[Entries taken from a collection]
┄┄┄┄┄┄┄┄┄┄

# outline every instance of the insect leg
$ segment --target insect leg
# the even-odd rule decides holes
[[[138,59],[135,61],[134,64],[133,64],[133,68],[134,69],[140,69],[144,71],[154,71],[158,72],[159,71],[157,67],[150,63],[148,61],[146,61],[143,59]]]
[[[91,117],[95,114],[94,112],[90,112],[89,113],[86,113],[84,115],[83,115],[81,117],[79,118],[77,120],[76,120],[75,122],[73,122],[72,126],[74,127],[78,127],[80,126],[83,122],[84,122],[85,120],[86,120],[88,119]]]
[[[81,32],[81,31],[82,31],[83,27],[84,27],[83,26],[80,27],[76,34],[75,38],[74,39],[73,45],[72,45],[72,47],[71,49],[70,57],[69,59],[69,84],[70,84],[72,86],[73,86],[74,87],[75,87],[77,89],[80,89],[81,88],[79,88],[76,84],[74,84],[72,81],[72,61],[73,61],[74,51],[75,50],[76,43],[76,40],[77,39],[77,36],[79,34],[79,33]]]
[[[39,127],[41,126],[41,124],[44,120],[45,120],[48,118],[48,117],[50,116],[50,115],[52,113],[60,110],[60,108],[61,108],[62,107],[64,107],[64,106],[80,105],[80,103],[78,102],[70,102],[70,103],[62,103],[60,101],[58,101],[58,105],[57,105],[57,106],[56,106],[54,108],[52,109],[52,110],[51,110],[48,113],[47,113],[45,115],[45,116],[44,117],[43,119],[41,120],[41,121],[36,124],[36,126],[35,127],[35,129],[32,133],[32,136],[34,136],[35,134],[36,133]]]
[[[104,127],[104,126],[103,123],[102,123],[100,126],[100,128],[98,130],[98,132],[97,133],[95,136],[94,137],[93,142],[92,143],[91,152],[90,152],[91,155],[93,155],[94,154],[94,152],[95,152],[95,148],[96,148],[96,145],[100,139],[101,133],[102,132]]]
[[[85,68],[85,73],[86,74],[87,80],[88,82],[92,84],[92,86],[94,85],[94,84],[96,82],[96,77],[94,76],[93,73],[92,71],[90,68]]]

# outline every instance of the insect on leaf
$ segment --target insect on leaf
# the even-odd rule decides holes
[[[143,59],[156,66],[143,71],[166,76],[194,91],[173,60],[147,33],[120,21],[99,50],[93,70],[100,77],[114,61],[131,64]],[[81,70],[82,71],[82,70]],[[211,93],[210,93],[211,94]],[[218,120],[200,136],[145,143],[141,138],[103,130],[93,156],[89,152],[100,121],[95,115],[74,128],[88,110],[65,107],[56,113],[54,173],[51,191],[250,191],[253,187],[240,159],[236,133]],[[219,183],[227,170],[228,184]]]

┄┄┄┄┄┄┄┄┄┄

Required work ::
Exactly reproduce all of the entries.

The completed task ::
# outline every instance of the insect leg
$ segment --target insect leg
# the even-odd rule decides holes
[[[138,59],[135,61],[134,64],[133,64],[133,68],[134,69],[140,69],[144,71],[154,71],[158,72],[159,71],[157,67],[150,63],[148,61],[146,61],[143,59]]]
[[[91,117],[95,114],[94,112],[90,112],[89,113],[86,113],[84,115],[83,115],[81,117],[79,118],[77,120],[76,120],[75,122],[73,122],[72,126],[74,127],[78,127],[80,126],[83,122],[84,122],[85,120],[86,120],[88,119]]]
[[[81,32],[81,31],[82,31],[83,27],[84,27],[83,26],[80,27],[76,34],[75,38],[74,39],[73,45],[72,45],[72,47],[71,49],[70,57],[69,59],[69,84],[70,84],[72,86],[73,86],[74,87],[75,87],[77,89],[80,89],[81,88],[79,88],[76,84],[74,84],[72,81],[72,61],[73,61],[74,51],[75,50],[76,43],[76,40],[77,39],[77,36],[79,34],[79,33]]]
[[[39,127],[41,126],[41,124],[44,120],[45,120],[48,118],[48,117],[50,116],[50,115],[52,113],[60,110],[60,108],[61,108],[62,107],[64,107],[64,106],[80,105],[80,103],[78,102],[70,102],[70,103],[62,103],[60,101],[58,101],[58,105],[57,105],[57,106],[56,106],[54,108],[52,109],[52,110],[51,110],[48,113],[47,113],[45,115],[45,116],[44,117],[43,119],[41,120],[41,121],[36,124],[36,126],[35,127],[35,129],[32,133],[32,136],[34,136],[35,134],[36,133]]]
[[[104,127],[104,126],[103,123],[102,123],[100,126],[100,128],[98,130],[98,132],[97,133],[95,136],[94,137],[93,142],[92,143],[91,152],[90,152],[91,155],[93,155],[94,154],[94,152],[95,152],[95,148],[96,148],[96,145],[100,139],[101,133],[102,132]]]
[[[85,68],[85,73],[86,74],[87,80],[88,82],[92,84],[92,86],[94,85],[94,84],[96,82],[96,77],[94,76],[93,73],[92,71],[90,68]]]

# outline every instance of the insect on leaf
$ segment --target insect on leaf
# the even-odd rule decides holes
[[[143,59],[156,66],[143,71],[166,76],[194,91],[173,60],[147,33],[120,21],[99,50],[93,70],[100,77],[114,61],[131,64]],[[81,70],[82,71],[82,70]],[[211,93],[210,93],[211,94]],[[218,120],[200,136],[145,143],[141,138],[103,130],[93,156],[89,152],[100,121],[95,115],[74,128],[88,110],[65,107],[56,113],[54,173],[51,191],[250,191],[253,187],[240,159],[236,133]],[[219,183],[227,170],[228,184]]]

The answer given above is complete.